● **The exercise**
Which lines of the data below contain the string "stone"? Return each of those lines, treating uppercase and lowercase as different.

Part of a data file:

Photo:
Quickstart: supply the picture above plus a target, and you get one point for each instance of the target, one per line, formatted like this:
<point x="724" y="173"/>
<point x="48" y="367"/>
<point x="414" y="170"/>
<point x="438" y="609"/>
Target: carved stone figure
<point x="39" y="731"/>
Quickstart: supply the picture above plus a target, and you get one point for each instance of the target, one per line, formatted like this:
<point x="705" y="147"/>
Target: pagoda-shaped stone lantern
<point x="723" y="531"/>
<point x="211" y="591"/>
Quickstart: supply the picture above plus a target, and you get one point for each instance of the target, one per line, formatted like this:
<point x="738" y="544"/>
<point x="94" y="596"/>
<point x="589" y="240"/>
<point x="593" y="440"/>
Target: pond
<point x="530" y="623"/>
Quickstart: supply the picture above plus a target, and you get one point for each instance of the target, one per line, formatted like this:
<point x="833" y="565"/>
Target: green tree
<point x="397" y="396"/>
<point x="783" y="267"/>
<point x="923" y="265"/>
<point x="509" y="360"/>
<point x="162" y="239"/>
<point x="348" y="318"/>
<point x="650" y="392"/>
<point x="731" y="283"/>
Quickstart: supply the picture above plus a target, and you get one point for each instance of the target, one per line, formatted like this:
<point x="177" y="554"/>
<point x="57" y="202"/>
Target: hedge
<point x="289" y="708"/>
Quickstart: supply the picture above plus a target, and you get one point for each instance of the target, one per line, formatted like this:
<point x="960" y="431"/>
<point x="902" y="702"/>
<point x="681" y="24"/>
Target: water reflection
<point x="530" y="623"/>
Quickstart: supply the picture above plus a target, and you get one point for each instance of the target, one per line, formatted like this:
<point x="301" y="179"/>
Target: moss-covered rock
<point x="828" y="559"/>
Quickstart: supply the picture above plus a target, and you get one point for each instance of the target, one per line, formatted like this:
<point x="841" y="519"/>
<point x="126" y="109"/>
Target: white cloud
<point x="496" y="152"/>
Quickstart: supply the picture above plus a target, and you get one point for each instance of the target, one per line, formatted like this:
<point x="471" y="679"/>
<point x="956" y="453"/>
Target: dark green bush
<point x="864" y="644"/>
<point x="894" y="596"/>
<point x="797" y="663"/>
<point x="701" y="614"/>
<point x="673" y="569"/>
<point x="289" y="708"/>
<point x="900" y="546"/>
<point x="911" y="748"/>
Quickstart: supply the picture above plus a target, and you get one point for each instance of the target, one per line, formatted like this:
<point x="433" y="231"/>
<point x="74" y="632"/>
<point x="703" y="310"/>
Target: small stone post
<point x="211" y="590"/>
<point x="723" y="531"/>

● **Solution below**
Target: carved stone figure
Target: pagoda-shaped stone lantern
Target: small stone post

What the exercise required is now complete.